### Work instructions
Show every line below where "reflection" appears.

[Referring expression grounding data]
━━━━━━
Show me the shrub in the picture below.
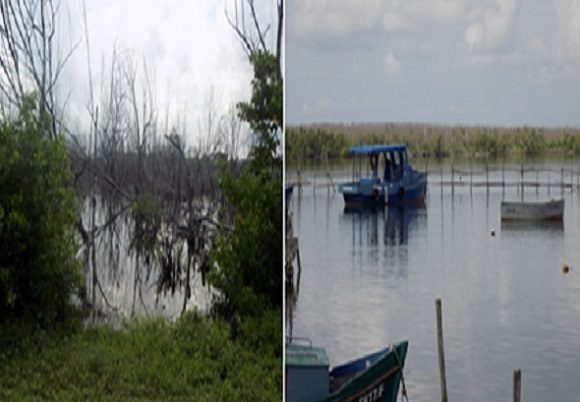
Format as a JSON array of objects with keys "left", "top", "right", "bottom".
[
  {"left": 210, "top": 49, "right": 282, "bottom": 317},
  {"left": 0, "top": 101, "right": 79, "bottom": 325},
  {"left": 211, "top": 164, "right": 282, "bottom": 316}
]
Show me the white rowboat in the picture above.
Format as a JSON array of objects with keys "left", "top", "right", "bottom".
[{"left": 500, "top": 199, "right": 564, "bottom": 221}]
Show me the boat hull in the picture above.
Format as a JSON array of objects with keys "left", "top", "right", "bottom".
[
  {"left": 341, "top": 189, "right": 385, "bottom": 209},
  {"left": 285, "top": 340, "right": 408, "bottom": 402},
  {"left": 500, "top": 199, "right": 564, "bottom": 221},
  {"left": 340, "top": 174, "right": 427, "bottom": 209},
  {"left": 386, "top": 174, "right": 427, "bottom": 206},
  {"left": 323, "top": 341, "right": 408, "bottom": 402},
  {"left": 339, "top": 143, "right": 427, "bottom": 210}
]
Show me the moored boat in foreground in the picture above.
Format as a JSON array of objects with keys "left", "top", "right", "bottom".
[
  {"left": 286, "top": 338, "right": 408, "bottom": 402},
  {"left": 338, "top": 145, "right": 427, "bottom": 209},
  {"left": 500, "top": 199, "right": 564, "bottom": 221}
]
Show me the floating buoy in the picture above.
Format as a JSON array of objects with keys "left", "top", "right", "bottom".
[
  {"left": 490, "top": 229, "right": 496, "bottom": 237},
  {"left": 563, "top": 264, "right": 570, "bottom": 274}
]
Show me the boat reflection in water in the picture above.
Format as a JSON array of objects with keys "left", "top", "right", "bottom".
[
  {"left": 341, "top": 205, "right": 427, "bottom": 281},
  {"left": 383, "top": 207, "right": 425, "bottom": 247},
  {"left": 501, "top": 219, "right": 564, "bottom": 235},
  {"left": 342, "top": 205, "right": 426, "bottom": 244}
]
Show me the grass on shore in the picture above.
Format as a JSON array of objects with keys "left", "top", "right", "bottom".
[
  {"left": 286, "top": 123, "right": 580, "bottom": 163},
  {"left": 0, "top": 309, "right": 281, "bottom": 401}
]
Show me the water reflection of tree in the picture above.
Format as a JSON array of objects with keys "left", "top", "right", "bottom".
[
  {"left": 68, "top": 47, "right": 243, "bottom": 321},
  {"left": 73, "top": 146, "right": 225, "bottom": 320},
  {"left": 285, "top": 205, "right": 300, "bottom": 338},
  {"left": 286, "top": 279, "right": 298, "bottom": 338},
  {"left": 0, "top": 0, "right": 284, "bottom": 324}
]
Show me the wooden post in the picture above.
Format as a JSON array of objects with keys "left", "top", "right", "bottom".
[
  {"left": 470, "top": 162, "right": 473, "bottom": 195},
  {"left": 441, "top": 163, "right": 444, "bottom": 197},
  {"left": 295, "top": 247, "right": 302, "bottom": 295},
  {"left": 436, "top": 298, "right": 448, "bottom": 402},
  {"left": 327, "top": 171, "right": 336, "bottom": 194},
  {"left": 520, "top": 164, "right": 524, "bottom": 202},
  {"left": 313, "top": 171, "right": 316, "bottom": 195},
  {"left": 502, "top": 160, "right": 505, "bottom": 193},
  {"left": 561, "top": 167, "right": 564, "bottom": 196},
  {"left": 513, "top": 369, "right": 521, "bottom": 402},
  {"left": 486, "top": 163, "right": 489, "bottom": 194},
  {"left": 451, "top": 164, "right": 454, "bottom": 196}
]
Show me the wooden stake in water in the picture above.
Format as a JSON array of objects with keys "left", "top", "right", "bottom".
[
  {"left": 561, "top": 167, "right": 564, "bottom": 196},
  {"left": 436, "top": 298, "right": 448, "bottom": 402},
  {"left": 513, "top": 369, "right": 521, "bottom": 402},
  {"left": 451, "top": 164, "right": 454, "bottom": 196},
  {"left": 520, "top": 164, "right": 524, "bottom": 202}
]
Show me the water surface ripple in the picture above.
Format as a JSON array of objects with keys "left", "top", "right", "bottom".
[{"left": 289, "top": 163, "right": 580, "bottom": 402}]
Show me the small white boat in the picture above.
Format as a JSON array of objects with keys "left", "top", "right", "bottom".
[{"left": 500, "top": 199, "right": 564, "bottom": 221}]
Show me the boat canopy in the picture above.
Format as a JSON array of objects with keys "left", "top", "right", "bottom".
[{"left": 348, "top": 144, "right": 407, "bottom": 155}]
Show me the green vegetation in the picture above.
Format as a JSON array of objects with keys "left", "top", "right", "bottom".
[
  {"left": 1, "top": 8, "right": 283, "bottom": 402},
  {"left": 130, "top": 192, "right": 162, "bottom": 261},
  {"left": 237, "top": 50, "right": 282, "bottom": 164},
  {"left": 0, "top": 310, "right": 281, "bottom": 401},
  {"left": 210, "top": 50, "right": 282, "bottom": 317},
  {"left": 286, "top": 124, "right": 580, "bottom": 163},
  {"left": 286, "top": 127, "right": 348, "bottom": 160},
  {"left": 0, "top": 98, "right": 79, "bottom": 326},
  {"left": 0, "top": 68, "right": 282, "bottom": 398},
  {"left": 212, "top": 166, "right": 281, "bottom": 316}
]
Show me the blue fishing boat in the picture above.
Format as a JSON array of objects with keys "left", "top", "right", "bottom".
[
  {"left": 286, "top": 338, "right": 408, "bottom": 402},
  {"left": 338, "top": 145, "right": 427, "bottom": 209}
]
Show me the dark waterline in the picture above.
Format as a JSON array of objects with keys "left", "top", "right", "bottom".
[{"left": 287, "top": 161, "right": 580, "bottom": 402}]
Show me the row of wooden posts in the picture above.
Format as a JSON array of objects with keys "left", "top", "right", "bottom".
[
  {"left": 288, "top": 165, "right": 580, "bottom": 193},
  {"left": 435, "top": 298, "right": 521, "bottom": 402},
  {"left": 445, "top": 165, "right": 580, "bottom": 195}
]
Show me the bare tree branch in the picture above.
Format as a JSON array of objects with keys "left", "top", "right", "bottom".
[
  {"left": 276, "top": 0, "right": 283, "bottom": 81},
  {"left": 0, "top": 0, "right": 75, "bottom": 138},
  {"left": 225, "top": 3, "right": 254, "bottom": 57}
]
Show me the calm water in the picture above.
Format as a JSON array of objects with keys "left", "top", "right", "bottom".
[
  {"left": 81, "top": 200, "right": 212, "bottom": 323},
  {"left": 287, "top": 161, "right": 580, "bottom": 402}
]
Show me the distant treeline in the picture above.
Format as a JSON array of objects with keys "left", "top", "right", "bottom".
[
  {"left": 67, "top": 140, "right": 229, "bottom": 202},
  {"left": 286, "top": 123, "right": 580, "bottom": 162}
]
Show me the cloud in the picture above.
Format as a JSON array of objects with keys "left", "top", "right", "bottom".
[
  {"left": 290, "top": 0, "right": 463, "bottom": 40},
  {"left": 553, "top": 0, "right": 580, "bottom": 61},
  {"left": 464, "top": 0, "right": 519, "bottom": 54},
  {"left": 382, "top": 0, "right": 464, "bottom": 32},
  {"left": 301, "top": 95, "right": 332, "bottom": 116},
  {"left": 515, "top": 2, "right": 580, "bottom": 79},
  {"left": 289, "top": 0, "right": 382, "bottom": 40},
  {"left": 384, "top": 50, "right": 401, "bottom": 75},
  {"left": 60, "top": 0, "right": 253, "bottom": 139}
]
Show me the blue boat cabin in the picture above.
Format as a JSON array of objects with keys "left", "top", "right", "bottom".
[{"left": 339, "top": 144, "right": 427, "bottom": 208}]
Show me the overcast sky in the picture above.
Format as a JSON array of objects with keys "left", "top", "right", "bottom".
[
  {"left": 286, "top": 0, "right": 580, "bottom": 128},
  {"left": 60, "top": 0, "right": 278, "bottom": 143}
]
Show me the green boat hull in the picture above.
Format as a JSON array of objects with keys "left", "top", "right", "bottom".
[{"left": 321, "top": 341, "right": 408, "bottom": 402}]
━━━━━━
### Your response
Show me the boat reflection in water in the picture above.
Show me the water reflection of tree in the picture above.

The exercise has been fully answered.